Goal of the exercise => Take down each entry exactly as written.

Data extracted from a collection:
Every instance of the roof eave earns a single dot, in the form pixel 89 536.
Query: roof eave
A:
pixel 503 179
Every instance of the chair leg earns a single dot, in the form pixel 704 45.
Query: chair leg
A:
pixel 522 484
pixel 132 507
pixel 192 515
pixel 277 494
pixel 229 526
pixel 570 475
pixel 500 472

Written reply =>
Every instance of the roof eave earns a single dot, in the form pixel 89 536.
Query: roof eave
A:
pixel 503 179
Every instance of the chair leg earns a single dot, in the form pixel 704 45.
Query: chair leg
A:
pixel 522 484
pixel 132 507
pixel 192 515
pixel 277 494
pixel 229 526
pixel 570 475
pixel 500 472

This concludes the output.